## Texto para revisar
___

MIRADOR
El tiempo que a todos nos faltó
Quizá comenzamos demasiado pronto a encerrarnos y guardar “cuarentena”. Ahora, los días, las semanas y los meses pesan en el ánimo. Aquella ilusión de que pronto saldríamos airosos se ha tornado en marcada decepción que cada día preocupa más. Las clases virtuales no son un paréntesis en la enseñanza, sino la constante que ocupa nuestras jornadas, y las comidas rápidas han tomado un inusual protagonismo en muchos hogares, aunque el apetito no aparece y la disponibilidad económica cada vez es menor. La creatividad, aquella ilusión de inventar tal o cual cosa para pasar el tiempo, se ha agotado y hecho tan repetitiva que ya no mueve deseos personales ni de familia. En general, un cierto abandono nos enfunda diariamente, mientras el cuerpo apenas se mueve de un sillón que abraza la forma retorcida de nuestro ser relajado.
Se trataba de aguantar un mes o dos, o incluso tres, pero parece que hay que resistir por tiempo indefinido o poco previsible en el horizonte próximo, lo que representa un replanteamiento de casi todo. Ciertos conocidos se han contaminado, y el miedo se siente cercano. Por prudencia —o necesidad— algunos hemos decidido guardar una especie de luto pandémico y aislarnos del mundo lo suficiente para que nuestro entorno familiar no se sienta perjudicado siquiera emocionalmente. Han surgido expertos de coronavirus por doquier y no hay chat grupal en el que no te digan —incluso con autoridad— qué hacer, tomar, recetarse, beber a diario o poner en el café para enfrentar el covid-19. Por si fuera poco, algunos “ilustrados” niegan la pandemia, como si el mundo estuviera loco y ellos, sabiondos de a tres cuartos, poseyeran esa verdad que contradicen millones de contagiados y cientos de miles de muertos. Atrevidos y estúpidos que quieren llamar la atención, y tontos para siempre.

___

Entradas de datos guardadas
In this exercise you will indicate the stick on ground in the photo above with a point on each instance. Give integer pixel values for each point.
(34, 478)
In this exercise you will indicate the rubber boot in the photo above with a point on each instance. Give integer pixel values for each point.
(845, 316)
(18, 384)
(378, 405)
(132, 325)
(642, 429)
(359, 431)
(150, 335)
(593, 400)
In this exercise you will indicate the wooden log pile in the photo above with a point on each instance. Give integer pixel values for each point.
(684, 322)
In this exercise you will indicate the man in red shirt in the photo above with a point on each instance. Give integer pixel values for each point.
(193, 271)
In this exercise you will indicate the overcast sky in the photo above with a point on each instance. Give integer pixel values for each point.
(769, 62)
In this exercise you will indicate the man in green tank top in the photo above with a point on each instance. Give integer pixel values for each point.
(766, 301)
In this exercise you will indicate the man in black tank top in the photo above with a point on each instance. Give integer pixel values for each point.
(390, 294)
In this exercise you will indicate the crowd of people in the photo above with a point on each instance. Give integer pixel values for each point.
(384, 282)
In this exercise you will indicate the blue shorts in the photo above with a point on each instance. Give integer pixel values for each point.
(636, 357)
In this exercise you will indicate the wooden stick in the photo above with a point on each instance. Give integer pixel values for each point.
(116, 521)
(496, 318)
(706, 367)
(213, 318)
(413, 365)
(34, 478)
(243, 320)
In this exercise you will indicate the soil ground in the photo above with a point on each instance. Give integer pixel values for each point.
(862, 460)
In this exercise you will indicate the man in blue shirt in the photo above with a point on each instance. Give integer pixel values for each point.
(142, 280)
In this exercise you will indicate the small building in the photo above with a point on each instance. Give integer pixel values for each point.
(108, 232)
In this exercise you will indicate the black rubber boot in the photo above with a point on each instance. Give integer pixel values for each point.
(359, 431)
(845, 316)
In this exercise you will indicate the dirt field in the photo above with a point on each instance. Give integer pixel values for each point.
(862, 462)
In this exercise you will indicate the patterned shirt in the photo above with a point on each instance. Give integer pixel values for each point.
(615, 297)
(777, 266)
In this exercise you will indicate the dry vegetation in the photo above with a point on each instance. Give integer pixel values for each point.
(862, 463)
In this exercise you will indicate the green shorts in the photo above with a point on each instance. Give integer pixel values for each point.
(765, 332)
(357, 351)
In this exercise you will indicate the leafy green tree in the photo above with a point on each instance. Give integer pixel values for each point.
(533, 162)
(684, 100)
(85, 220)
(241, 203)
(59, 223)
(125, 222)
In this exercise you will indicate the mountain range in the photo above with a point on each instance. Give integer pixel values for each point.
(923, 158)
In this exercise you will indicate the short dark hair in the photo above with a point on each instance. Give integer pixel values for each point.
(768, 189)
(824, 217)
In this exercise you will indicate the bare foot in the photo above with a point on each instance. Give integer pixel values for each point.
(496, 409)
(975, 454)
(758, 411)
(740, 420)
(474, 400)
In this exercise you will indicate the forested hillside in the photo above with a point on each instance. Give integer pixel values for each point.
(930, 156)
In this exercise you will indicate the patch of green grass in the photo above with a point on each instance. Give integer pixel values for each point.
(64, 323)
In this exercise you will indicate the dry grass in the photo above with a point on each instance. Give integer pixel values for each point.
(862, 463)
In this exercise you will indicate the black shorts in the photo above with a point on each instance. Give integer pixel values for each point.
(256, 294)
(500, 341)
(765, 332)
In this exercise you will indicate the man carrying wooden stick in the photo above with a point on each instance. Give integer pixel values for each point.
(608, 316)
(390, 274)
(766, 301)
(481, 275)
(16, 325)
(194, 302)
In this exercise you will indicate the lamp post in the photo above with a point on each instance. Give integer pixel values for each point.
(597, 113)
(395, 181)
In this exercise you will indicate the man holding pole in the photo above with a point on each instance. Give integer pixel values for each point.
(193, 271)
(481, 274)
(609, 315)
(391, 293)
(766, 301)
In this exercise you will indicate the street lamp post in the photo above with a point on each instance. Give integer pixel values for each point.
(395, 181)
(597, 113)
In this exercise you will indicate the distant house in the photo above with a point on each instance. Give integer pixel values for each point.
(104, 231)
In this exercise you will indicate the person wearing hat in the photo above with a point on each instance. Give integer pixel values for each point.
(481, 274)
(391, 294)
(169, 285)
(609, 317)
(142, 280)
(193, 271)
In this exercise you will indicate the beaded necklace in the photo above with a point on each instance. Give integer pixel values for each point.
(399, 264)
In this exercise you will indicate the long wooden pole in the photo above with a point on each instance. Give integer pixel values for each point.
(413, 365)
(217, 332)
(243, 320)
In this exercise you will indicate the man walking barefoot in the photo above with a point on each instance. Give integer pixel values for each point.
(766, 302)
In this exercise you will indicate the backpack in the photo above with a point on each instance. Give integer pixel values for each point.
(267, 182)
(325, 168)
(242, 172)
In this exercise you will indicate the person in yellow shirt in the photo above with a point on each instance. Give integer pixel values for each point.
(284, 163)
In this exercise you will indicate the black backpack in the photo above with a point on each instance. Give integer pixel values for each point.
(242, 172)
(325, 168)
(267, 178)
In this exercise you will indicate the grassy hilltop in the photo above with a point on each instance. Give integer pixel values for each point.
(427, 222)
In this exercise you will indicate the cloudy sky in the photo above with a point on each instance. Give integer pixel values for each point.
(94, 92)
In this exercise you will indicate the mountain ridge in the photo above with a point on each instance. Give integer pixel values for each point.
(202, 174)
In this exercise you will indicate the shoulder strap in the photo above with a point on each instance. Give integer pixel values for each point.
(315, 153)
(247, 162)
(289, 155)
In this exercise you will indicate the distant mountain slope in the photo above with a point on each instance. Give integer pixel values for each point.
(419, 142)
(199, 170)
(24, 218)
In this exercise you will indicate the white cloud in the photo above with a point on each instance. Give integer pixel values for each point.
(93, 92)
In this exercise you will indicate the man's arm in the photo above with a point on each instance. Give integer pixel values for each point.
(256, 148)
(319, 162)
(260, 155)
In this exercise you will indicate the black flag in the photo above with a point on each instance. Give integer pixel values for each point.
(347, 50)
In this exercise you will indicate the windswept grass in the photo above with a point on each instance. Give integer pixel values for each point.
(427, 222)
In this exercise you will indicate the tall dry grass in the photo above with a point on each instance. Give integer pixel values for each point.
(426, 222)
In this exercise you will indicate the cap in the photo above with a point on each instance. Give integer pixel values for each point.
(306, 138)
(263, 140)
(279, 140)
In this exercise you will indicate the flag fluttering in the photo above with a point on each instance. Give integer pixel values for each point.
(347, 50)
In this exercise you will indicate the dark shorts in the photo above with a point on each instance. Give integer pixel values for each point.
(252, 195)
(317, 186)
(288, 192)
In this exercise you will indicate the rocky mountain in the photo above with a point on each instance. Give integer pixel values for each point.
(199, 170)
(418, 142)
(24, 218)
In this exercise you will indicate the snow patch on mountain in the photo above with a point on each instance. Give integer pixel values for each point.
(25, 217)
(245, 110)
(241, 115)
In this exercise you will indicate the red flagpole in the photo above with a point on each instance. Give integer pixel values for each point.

___

## Tareas por hacer
**A)** Responde estas preguntas sobre la columna sobre el confinamiento:
(i) Según la columna, ¿qué ocupa de forma constante nuestras jornadas en lugar de ser un paréntesis en la enseñanza?
(ii) ¿Cuánto tiempo se pensaba al principio que había que aguantar?
(iii) ¿Qué ha surgido por doquier, según la columna?
**B)** Continúa la columna sobre el confinamiento después de su última frase.
Las entradas no tienen relación con la columna sobre el confinamiento.

## Resultados por tarea
**A)**
(i) Las clases virtuales.
(ii) Un mes o dos, o incluso tres.
(iii) Expertos de coronavirus.

**B)**
' Se trataba de aguantar un mes o dos, o incluso tres, pero parece que hay que resistir por tiempo indefinido
Pedro Trujillo
Me da mucha tristeza la “Promoción 2020” —la de mi hijo y sus amigos—, quienes, ilusionados, comenzaron el curso a las 5 am de un día de enero, yendo al colegio para proclamar ruidosamente que era su último año, sin saber que iban a cortarse abruptamente las celebraciones y el poder ir a la universidad para hacer su examen de ingreso, con la ilusión de pisar un recinto de educación superior por primera vez o planificar ese viaje de fin de curso que rompía el cordón umbilical de su primera adolescencia como estudiantes de colegio. También me apenan aquellos que se licenciaron este año y que esperan el momento oportuno para lanzar al aire los birretes y saltar a la vida profesional y adulta. No menos los estudiantes universitarios que dejaron de un día para otro las clases presenciales en las que se conocían y convivían, por otras virtuales que han ido cambiando formas, modos, detalles, esfuerzo y condiciones.
Todo converge para hacernos reflexionar sobre cómo las cosas se pierden de un día para otro, de un momento para el siguiente. Nada es eterno, excepto el cambio y lo imprevisto, y aquello que se visualizaba sobre una línea recta de pronto se torna un puzle de miles de piezas que no encajan. Amores consumidos, pasiones perdidas, ilusiones abandonadas, relaciones cortadas, cambios inimaginables, situaciones impredecibles, amigos muertos… ¡Cómo nos hemos ido adaptando!
En todo caso, simplificaremos la vida, y lo bueno —que siempre lo hay— es que volvemos a darle prioridad a valores y cosas sencillas que habían desaparecido de muchas escalas personales. Cada día, sin reconocerlo, soñamos con una “segunda oportunidad” para hacer aquello que quedó abruptamente pendiente ¡Qué simple puede ser todo, y qué tarde nos damos cuenta de que lo era!